ページ –
■ ■ ■ ■ ■ ■ ■

この男こそ、田中角栄を追い詰めた伝説の検事、吉永祐介である。
1976年2月、アメリカ上院外交委員会で、ロッキード社が全日空への航空機売り込みに30億円以上の不正工作資金を使ったとの証言がなされた。降ってわいた疑惑の中心にいたのが田中角栄前首相だ。「今太閤」と称されて権力の中枢にいた前首相は、全日空に口利きして5億円を収賄したとして追及される。
マスコミは田中の疑惑を連日報じ、「逮捕せよ」との世論は高まった。
昭和最大の疑獄の陣頭指揮を執り、田中を逮捕に追いやった吉永の素顔は今ではあまり知られていない。
吉永は1932年、岡山県で4人姉弟の長男として生まれた。地元で勉学に勤しみ、岡山大学法文学部へ進むと在学中に司法試験に合格。1955年、大学を1年早く卒業してすぐ検事になった。東大卒、京大卒が多い検察官の中で異色の存在だった。
1964年に東京地検特捜部に配属された後、法務省への出向を経て1975年に特捜部へ舞い戻り、43歳で特捜部副部長となる。
吉永と終生にわたり40年近く交流した元毎日新聞記者の高尾義彦氏が語る。

■ ■ ■ ■ ■ ■ ■

データ抜粋 –

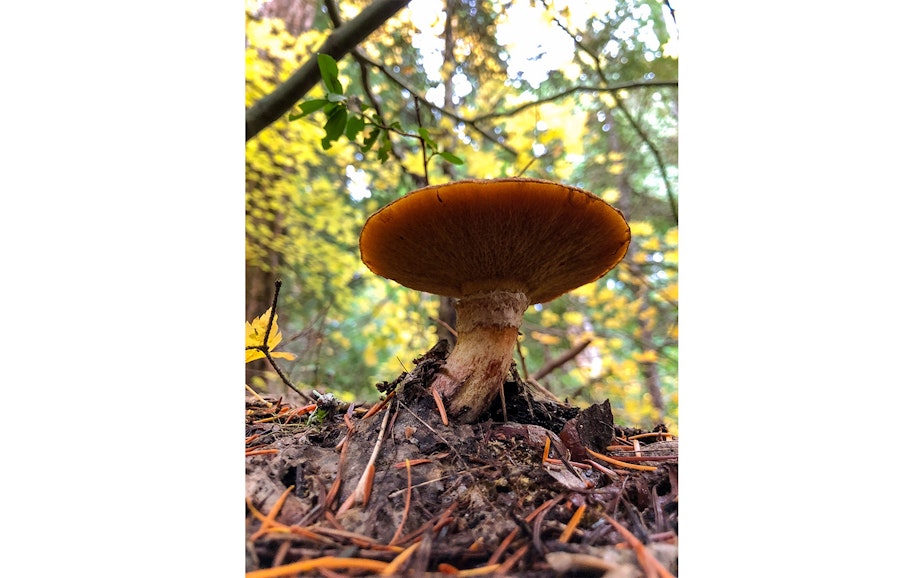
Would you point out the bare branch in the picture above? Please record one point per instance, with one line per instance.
(345, 38)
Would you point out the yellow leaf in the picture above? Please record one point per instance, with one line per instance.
(544, 338)
(255, 333)
(648, 356)
(573, 318)
(641, 228)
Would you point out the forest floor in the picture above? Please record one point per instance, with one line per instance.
(546, 490)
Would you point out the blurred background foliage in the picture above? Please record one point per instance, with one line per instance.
(583, 93)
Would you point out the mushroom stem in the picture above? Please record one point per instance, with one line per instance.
(487, 324)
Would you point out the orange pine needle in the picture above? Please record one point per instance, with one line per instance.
(572, 524)
(269, 521)
(509, 563)
(367, 491)
(645, 558)
(616, 462)
(412, 463)
(654, 434)
(395, 565)
(505, 543)
(439, 405)
(479, 571)
(326, 562)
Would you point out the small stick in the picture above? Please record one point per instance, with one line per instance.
(407, 505)
(366, 479)
(439, 405)
(572, 524)
(619, 463)
(395, 565)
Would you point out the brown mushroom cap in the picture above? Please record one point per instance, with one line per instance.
(537, 237)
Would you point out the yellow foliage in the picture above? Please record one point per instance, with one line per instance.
(641, 228)
(545, 338)
(647, 356)
(573, 318)
(549, 318)
(255, 333)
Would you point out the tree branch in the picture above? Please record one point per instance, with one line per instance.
(272, 106)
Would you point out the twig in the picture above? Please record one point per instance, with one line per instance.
(407, 505)
(265, 347)
(345, 38)
(366, 479)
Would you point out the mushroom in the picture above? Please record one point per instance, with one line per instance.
(498, 246)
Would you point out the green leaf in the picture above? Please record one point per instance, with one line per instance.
(451, 158)
(425, 135)
(355, 125)
(329, 73)
(334, 127)
(307, 107)
(370, 139)
(384, 148)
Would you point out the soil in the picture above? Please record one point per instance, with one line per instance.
(520, 494)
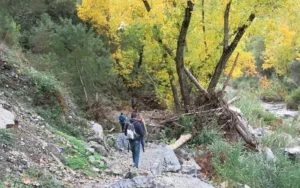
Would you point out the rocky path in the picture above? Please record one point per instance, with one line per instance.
(159, 167)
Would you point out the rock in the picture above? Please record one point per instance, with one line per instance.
(91, 150)
(97, 128)
(171, 181)
(139, 181)
(293, 152)
(98, 148)
(92, 159)
(269, 154)
(121, 141)
(190, 167)
(6, 117)
(95, 169)
(171, 162)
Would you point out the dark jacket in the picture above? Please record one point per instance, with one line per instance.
(139, 129)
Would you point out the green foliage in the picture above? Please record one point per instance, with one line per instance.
(9, 30)
(46, 87)
(75, 55)
(252, 168)
(7, 137)
(293, 99)
(294, 71)
(188, 123)
(245, 83)
(253, 111)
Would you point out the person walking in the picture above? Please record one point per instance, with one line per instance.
(122, 120)
(135, 142)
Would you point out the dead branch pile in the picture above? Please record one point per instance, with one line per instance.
(211, 106)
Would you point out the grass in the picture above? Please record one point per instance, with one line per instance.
(293, 99)
(76, 155)
(36, 176)
(255, 114)
(252, 169)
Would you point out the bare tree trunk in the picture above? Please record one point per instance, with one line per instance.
(83, 86)
(195, 81)
(179, 59)
(203, 27)
(230, 73)
(175, 93)
(228, 49)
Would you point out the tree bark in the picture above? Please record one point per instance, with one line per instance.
(179, 59)
(203, 28)
(182, 140)
(228, 50)
(195, 81)
(175, 93)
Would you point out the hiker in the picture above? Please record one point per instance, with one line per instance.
(141, 119)
(135, 133)
(122, 120)
(133, 103)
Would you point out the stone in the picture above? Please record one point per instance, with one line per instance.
(190, 167)
(171, 181)
(91, 150)
(121, 141)
(6, 117)
(98, 148)
(97, 128)
(293, 152)
(95, 169)
(171, 162)
(269, 154)
(92, 159)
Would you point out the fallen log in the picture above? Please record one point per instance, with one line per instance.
(182, 140)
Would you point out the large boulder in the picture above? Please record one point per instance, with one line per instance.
(6, 117)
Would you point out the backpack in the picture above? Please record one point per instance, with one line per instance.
(131, 134)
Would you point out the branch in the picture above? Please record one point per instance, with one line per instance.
(203, 28)
(230, 73)
(226, 26)
(194, 80)
(182, 140)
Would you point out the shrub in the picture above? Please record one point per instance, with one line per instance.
(9, 30)
(293, 99)
(234, 165)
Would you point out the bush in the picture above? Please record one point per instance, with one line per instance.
(234, 165)
(253, 111)
(293, 99)
(207, 136)
(9, 30)
(7, 137)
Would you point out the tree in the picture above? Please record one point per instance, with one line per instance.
(172, 28)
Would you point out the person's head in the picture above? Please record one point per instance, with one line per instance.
(134, 115)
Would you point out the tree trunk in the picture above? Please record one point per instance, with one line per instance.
(175, 93)
(228, 50)
(180, 54)
(182, 140)
(230, 73)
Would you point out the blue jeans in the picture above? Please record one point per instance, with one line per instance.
(135, 148)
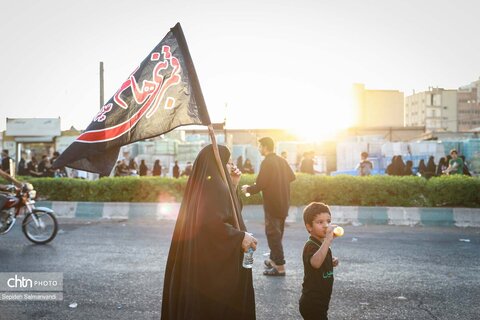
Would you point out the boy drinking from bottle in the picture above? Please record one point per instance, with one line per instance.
(318, 262)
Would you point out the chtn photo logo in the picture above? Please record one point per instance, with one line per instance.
(22, 282)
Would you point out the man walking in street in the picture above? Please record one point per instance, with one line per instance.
(274, 181)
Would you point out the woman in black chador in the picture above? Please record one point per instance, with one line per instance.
(204, 277)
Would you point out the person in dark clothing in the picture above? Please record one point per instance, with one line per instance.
(365, 167)
(188, 169)
(307, 164)
(133, 167)
(60, 172)
(431, 167)
(318, 263)
(32, 168)
(248, 167)
(143, 169)
(22, 167)
(157, 168)
(466, 171)
(273, 181)
(408, 168)
(422, 168)
(204, 277)
(240, 163)
(398, 166)
(5, 161)
(442, 165)
(121, 169)
(176, 170)
(390, 168)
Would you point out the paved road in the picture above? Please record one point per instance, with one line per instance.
(114, 270)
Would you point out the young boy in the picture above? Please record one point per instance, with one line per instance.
(318, 262)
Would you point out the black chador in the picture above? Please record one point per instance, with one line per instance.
(204, 277)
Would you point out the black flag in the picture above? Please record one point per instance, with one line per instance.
(162, 94)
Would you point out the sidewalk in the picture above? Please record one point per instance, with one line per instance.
(400, 216)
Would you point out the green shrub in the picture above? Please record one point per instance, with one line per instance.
(450, 191)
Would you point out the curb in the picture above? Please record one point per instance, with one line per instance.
(399, 216)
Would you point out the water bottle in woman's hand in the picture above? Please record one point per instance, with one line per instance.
(248, 259)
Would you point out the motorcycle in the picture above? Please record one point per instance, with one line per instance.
(39, 225)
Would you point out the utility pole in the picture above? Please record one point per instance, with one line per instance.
(225, 124)
(101, 85)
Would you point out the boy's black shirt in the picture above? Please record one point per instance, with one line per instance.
(317, 283)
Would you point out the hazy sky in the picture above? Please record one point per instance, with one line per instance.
(275, 63)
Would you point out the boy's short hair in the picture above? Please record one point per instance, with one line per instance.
(314, 209)
(267, 142)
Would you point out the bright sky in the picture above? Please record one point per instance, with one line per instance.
(276, 63)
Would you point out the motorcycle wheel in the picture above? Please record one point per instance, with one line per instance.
(43, 232)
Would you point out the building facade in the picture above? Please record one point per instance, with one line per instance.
(378, 108)
(468, 105)
(435, 109)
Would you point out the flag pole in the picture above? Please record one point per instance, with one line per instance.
(203, 112)
(223, 174)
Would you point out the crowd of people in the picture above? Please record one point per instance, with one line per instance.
(34, 168)
(451, 164)
(122, 169)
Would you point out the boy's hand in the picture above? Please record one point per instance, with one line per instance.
(335, 261)
(329, 235)
(249, 242)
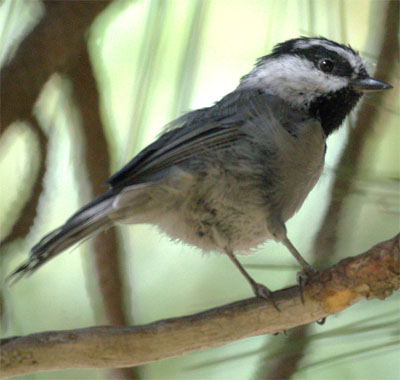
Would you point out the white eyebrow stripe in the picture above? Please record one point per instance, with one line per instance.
(354, 59)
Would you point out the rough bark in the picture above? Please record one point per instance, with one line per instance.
(373, 274)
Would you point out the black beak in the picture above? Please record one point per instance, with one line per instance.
(369, 84)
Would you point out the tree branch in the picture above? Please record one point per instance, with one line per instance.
(373, 274)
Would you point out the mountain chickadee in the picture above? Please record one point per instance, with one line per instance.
(227, 177)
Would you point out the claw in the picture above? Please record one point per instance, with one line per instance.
(303, 277)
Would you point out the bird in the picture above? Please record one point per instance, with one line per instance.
(227, 177)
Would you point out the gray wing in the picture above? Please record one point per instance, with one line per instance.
(218, 127)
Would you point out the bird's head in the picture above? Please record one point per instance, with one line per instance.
(322, 77)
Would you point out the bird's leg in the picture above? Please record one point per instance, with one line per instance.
(258, 289)
(307, 270)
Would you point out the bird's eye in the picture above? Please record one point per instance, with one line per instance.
(326, 65)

■ ■ ■ ■ ■ ■ ■

求められること – ページによると、吉永祐介は何年にどこで生まれたか。 記録はここでは使わない。

最終回答 – 1932年に岡山県で生まれた。